If you think you might have a legitimate medical malpractice claim in Alaska, you are probably wondering what state laws might come into play in your case. In this article we'll look at several important state laws that apply to a medical malpractice injury claim, lawsuit, or settlement in Alaska.
All states have very specific deadlines for filing medical malpractice lawsuits. These deadlines are called statutes of limitations. Medical malpractice statutes of limitations can be somewhat complex because they may contain as many as three or four separate deadlines.
The first part of the statute of limitations is the standard deadline, which gives victims of medical malpractice a certain number of years after the malpractice occurred within which to file a lawsuit. The standard deadline in Alaska is two years. That means that, if you do not file a medical malpractice lawsuit within two years after the malpractice occurred, you lose your right to sue for medical malpractice relating to the incident in question unless you fall within one of the exceptions created by the other parts of the statute of limitations.
The second part of the statute of limitations is called the discovery rule -- an exception to the standard deadline in situations where the victim could not reasonably have learned that he/she even had a medical malpractice case.
In Alaska, the discovery rule delays the commencement of the statute of limitations until the date that the medical malpractice victim has information sufficient to alert a reasonable person to the fact that he has a potential claim for medical malpractice.

## WHAT TO DO
• A. Copy the stretch of the article on Alaska malpractice laws from "The second part" through "medical malpractice case.".
• B. According to the article on Alaska malpractice laws, what is the standard deadline in Alaska for filing a medical malpractice lawsuit?
• C. Write the next part of the article on Alaska malpractice laws, picking up after its last sentence.
The listing after this comes from a separate source.

## PROVIDED MATERIAL
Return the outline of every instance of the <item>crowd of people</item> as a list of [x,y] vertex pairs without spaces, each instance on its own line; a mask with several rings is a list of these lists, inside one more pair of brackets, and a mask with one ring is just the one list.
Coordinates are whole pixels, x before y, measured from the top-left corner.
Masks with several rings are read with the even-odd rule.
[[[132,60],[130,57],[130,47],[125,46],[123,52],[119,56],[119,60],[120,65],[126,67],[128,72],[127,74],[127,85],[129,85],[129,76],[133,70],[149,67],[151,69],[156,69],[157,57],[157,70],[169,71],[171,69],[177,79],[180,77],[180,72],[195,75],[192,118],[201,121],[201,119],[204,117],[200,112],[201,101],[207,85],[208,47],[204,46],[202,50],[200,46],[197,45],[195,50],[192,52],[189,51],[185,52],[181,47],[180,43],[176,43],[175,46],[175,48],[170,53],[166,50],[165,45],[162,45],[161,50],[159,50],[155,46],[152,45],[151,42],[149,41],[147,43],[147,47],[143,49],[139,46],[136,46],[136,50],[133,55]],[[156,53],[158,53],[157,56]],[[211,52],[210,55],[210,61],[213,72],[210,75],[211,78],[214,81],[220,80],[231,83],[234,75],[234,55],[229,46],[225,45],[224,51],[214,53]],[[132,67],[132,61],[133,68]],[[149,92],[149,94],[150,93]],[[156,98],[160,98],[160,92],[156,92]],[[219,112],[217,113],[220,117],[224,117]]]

## ANSWERS FOR THE EXERCISE
• A.
The second part of the statute of limitations is called the discovery rule -- an exception to the standard deadline in situations where the victim could not reasonably have learned that he/she even had a medical malpractice case.

• B. Two years after the malpractice occurred.

• C.
The third part of the statute of limitations is the deadline for minors (children under age 18) or their parents or legal guardians to file a medical malpractice lawsuit. In Alaska, there is a special deadline only for minor children under age eight at the time of the malpractice. If a child under eight years of age is the victim of medical malpractice, the statute of limitations does not begin running until the child’s eighth birthday.
The fourth part of the statute of limitations is sometimes called a statute of repose, which imposes an absolute deadline on medical malpractice claims, regardless of when the victim discovered them. In Alaska, the statute of repose provides that a medical malpractice lawsuit may not be commenced more than 10 years after the alleged act of medical malpractice, although there are several exceptions.
The 10 year limit does not apply at all if the malpractice resulted from an intentional act or gross negligence or if the facts that would give notice of a potential claim are intentionally concealed. It also does not apply for a minor child’s malpractice case if the facts that would otherwise cause the statute of limitations to begin running were not reasonably discoverable by the minor's parent or guardian. Finally, the 10 year limit does not begin running in cases of an undiscovered foreign object in the body until the foreign object is discovered.
Alaska has other exceptions to the statute of limitations that may apply in a medical malpractice case. For example, the statute of limitations may be extended if the defendant left the state after committing the malpractice, or if the victim of malpractice was mentally ill or mentally disabled.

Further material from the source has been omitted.